Exercise description: Find the "Mark the region of every instance of the <item>brown" line in the records below and repeat it and every later line exactly, up to the last; do not include pictures.

──────── Information shown

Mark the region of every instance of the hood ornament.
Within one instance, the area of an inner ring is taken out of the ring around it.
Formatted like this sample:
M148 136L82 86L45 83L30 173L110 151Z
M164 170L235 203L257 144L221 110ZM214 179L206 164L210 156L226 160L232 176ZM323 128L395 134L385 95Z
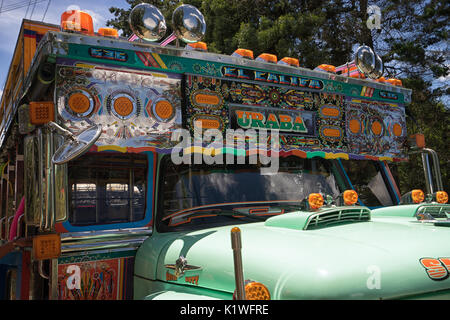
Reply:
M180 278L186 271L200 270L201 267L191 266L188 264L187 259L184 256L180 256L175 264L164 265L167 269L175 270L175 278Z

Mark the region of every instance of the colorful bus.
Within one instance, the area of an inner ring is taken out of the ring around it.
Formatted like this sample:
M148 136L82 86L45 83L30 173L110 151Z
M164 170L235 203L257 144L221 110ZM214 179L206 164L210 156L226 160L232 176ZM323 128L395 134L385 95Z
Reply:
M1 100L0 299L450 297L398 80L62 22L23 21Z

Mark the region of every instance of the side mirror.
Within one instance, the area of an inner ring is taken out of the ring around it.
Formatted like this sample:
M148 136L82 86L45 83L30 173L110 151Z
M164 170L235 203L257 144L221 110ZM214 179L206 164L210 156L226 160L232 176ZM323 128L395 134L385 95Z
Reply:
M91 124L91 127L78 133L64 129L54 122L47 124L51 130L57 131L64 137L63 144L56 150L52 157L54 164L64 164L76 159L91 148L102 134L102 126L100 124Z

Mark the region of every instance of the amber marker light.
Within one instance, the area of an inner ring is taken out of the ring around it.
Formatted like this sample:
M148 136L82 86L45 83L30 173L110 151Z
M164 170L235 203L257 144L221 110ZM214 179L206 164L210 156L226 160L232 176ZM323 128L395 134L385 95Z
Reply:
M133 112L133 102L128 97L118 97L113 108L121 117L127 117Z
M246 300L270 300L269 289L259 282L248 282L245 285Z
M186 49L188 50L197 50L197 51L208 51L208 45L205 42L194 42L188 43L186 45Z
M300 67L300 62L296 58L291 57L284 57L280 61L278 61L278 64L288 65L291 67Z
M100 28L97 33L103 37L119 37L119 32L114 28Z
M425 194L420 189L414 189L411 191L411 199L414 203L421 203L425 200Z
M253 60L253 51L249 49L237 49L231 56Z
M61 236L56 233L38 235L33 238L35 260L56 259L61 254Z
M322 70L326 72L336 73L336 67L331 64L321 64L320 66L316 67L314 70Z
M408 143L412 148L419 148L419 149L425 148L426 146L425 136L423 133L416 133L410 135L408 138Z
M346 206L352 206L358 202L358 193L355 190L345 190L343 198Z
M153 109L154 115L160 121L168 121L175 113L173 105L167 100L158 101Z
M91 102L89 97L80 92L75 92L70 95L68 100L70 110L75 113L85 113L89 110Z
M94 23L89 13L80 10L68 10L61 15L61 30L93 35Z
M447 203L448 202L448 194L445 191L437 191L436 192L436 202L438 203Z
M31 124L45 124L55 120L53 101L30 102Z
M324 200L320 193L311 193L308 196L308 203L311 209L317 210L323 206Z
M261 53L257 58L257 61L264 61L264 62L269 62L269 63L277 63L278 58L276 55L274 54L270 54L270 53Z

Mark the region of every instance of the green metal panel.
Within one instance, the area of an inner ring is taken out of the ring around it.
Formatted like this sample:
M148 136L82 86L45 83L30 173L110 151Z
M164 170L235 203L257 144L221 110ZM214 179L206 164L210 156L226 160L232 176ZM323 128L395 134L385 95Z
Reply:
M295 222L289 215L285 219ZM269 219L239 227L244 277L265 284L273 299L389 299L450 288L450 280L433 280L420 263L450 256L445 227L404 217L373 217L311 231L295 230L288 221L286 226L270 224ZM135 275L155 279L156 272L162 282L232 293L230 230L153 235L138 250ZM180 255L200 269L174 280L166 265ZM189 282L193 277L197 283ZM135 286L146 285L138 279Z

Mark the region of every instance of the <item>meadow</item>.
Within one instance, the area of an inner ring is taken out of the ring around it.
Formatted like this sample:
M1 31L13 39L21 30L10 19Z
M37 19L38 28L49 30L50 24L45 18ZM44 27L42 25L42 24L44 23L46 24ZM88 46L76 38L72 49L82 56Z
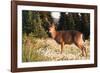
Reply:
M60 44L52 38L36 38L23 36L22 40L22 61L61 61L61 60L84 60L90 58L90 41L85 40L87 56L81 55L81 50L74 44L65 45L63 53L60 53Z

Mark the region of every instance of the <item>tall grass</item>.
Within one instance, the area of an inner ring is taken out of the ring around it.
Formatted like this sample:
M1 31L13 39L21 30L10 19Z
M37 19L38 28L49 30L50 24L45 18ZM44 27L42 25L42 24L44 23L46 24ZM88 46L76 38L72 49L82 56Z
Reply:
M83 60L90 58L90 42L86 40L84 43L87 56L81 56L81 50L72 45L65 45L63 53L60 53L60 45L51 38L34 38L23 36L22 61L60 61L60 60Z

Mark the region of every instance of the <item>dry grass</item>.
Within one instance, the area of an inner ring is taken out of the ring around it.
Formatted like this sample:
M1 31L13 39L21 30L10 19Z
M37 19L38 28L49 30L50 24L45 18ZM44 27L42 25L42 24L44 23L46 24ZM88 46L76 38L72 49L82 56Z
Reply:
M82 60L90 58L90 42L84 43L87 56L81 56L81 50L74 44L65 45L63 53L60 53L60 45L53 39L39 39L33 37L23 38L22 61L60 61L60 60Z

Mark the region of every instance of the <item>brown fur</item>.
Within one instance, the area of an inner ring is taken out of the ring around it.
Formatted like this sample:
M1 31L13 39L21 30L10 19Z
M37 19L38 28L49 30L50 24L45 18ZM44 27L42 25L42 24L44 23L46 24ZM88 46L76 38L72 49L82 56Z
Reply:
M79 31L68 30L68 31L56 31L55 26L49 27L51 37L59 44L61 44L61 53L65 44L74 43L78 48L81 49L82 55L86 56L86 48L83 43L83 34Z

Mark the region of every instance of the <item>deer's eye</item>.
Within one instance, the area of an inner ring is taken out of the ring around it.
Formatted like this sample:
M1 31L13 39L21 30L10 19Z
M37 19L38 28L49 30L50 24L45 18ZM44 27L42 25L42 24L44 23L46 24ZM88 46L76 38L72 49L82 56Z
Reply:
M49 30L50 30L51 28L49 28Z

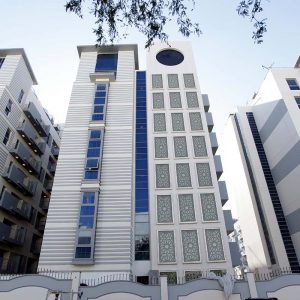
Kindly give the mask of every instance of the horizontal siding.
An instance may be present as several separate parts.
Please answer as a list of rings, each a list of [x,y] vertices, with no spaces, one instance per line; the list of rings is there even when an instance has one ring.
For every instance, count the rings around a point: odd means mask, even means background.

────────────────

Response to the exercise:
Mark the region of every instance of the <item>brown fur</item>.
Within one instance, the area of an inner ring is taken out of the ring around it.
Formatted like this sample:
M1 31L13 39L21 30L10 19Z
M37 19L38 28L49 30L50 24L45 18ZM44 27L42 25L42 24L44 23L46 24ZM88 46L76 38L72 49L82 56Z
Reply:
M79 31L68 30L68 31L56 31L55 26L49 27L51 37L59 44L61 44L61 53L65 44L74 43L78 48L81 49L82 55L86 56L86 48L83 43L83 34Z

Mark the region of every instance of the <item>deer's eye</item>.
Within one instance, the area of an inner ring is taken out of the ring around it.
Formatted like this sample:
M1 31L13 39L21 30L10 19Z
M37 19L38 28L49 30L50 24L45 18ZM44 27L42 25L42 24L44 23L46 24ZM88 46L76 38L72 49L82 56Z
Reply:
M49 30L50 30L51 28L49 28Z

Kindly give the mask of every instance of the horizontal siding.
An instance may be present as several separate parts.
Please answer as a list of rings, each a list of [x,y] vertices, with no spaces, one instance per line; the list of rings is there even when an instance has one ring.
For every instance, count the rings around a point: odd means mask, even means background.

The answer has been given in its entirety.